• **Passage provided**
%%

Mental health or a lack of it, actually, continues to dog Nigerians. It’s the only logical explanation of the inexplicable explosion of mad behavior by Nigerians, meted upon fellow citizens. It is even said that mental health professionals are rare in Nigeria, as they are in many other developing nations. In our country of over 200 million people, there are an estimated 150 practicing psychologists. If we are talking about PTSD clinically, who then will treat us and look after us, the whole gazillion of us all? Figurative PTSD (which in this case is more real than figurative to be honest) is supposed to be treated by systems that work, and solutions to our biggest problems, some of which have been listed above. But no, the ‘doctors’ in this case are our ‘leaders’, inverted comas added because they have a severe aversion to doing the jobs they were elected to do.
Is it that they, too, are suffering from the same PTSD regular Nigerians are suffering from? Or is it that most of them are chronically amoral and couldn’t care less for the well-being of the citizens they are sworn to serve? The questions are many, and the answers unlikely to show up anytime soon. It does seem that all is lost from top to bottom, by a lack of moral values and the total collapse of sane society. How else could one possibly even try to explain the Hanifa tragedy in Kano, where a schoolteacher kidnapped a lovely 5-year-old girl only to poison her to death because she recognized him? Just reading the whole sordid story made me immediately call for his death by the most painful way possible. I, after all, am suffering from PTSD brought upon me by repeated assaults by the most depraved fellow Nigerians.
The total collapse of what used to pass for a moral system for Nigerian society can be blamed on many factors, most – if not all – linked directly to bad governance and practically nonexistent systems. That’s why we suffer PTSD, both figurative and literal, exhibiting classic symptoms like nightmares or flashbacks, avoidance of situations that bring back the trauma, heightened reactivity to stimuli, anxiety or depression. While clinical treatment includes different types of psychotherapy, and medications to manage symptoms, none is forthcoming figuratively or literally. Our caregivers are far too busy with who gets what and who takes over power in 2023. In other words, in this house of over 200 million PTSD sufferers, there’s no doctor.

%%

• **Source information**
%%

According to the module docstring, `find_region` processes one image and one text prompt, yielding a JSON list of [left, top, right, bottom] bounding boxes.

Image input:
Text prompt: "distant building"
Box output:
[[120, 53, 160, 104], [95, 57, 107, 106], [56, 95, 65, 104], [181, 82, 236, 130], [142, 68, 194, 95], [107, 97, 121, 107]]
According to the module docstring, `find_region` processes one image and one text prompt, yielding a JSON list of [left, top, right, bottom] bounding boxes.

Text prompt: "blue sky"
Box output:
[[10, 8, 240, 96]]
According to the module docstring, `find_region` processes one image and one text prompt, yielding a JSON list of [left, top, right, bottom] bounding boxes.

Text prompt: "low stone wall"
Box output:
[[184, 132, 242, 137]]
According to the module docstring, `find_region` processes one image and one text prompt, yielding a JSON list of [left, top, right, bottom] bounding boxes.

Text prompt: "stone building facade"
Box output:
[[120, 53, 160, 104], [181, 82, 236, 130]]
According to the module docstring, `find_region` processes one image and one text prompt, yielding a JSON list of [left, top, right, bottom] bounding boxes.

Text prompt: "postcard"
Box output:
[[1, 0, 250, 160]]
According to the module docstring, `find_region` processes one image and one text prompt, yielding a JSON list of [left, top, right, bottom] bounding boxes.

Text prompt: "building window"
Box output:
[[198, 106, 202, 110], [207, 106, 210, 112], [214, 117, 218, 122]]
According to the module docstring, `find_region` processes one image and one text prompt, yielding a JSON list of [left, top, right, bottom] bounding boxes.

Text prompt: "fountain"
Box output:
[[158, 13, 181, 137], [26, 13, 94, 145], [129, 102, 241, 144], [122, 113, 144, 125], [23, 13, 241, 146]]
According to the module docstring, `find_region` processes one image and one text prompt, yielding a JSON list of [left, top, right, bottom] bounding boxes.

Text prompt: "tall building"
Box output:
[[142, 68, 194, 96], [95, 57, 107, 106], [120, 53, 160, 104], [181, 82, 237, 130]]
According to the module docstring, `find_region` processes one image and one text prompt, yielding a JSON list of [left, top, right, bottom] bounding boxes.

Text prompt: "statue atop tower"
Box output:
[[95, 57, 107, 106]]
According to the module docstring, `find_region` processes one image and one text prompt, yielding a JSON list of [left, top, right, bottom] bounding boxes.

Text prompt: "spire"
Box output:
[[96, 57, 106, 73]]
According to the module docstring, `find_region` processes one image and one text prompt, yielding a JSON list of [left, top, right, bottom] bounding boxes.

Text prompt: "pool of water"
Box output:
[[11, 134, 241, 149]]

%%
%%

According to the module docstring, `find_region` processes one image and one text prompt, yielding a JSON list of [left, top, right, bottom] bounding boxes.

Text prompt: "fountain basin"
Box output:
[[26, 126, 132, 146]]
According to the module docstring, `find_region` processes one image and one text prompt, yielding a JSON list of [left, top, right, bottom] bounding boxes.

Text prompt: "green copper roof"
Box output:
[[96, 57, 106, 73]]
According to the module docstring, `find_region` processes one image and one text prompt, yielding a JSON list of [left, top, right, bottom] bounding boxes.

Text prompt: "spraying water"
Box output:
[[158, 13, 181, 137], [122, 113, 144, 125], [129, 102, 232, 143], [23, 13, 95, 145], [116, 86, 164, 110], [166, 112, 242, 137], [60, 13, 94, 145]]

%%

• **Goal of the exercise**
Retype the passage on PTSD in Nigeria, starting at the words "Is it that they, too, are" and ending after the words "depraved fellow Nigerians.". The entries come from a different source than the passage on PTSD in Nigeria.

• **Task result**
Is it that they, too, are suffering from the same PTSD regular Nigerians are suffering from? Or is it that most of them are chronically amoral and couldn’t care less for the well-being of the citizens they are sworn to serve? The questions are many, and the answers unlikely to show up anytime soon. It does seem that all is lost from top to bottom, by a lack of moral values and the total collapse of sane society. How else could one possibly even try to explain the Hanifa tragedy in Kano, where a schoolteacher kidnapped a lovely 5-year-old girl only to poison her to death because she recognized him? Just reading the whole sordid story made me immediately call for his death by the most painful way possible. I, after all, am suffering from PTSD brought upon me by repeated assaults by the most depraved fellow Nigerians.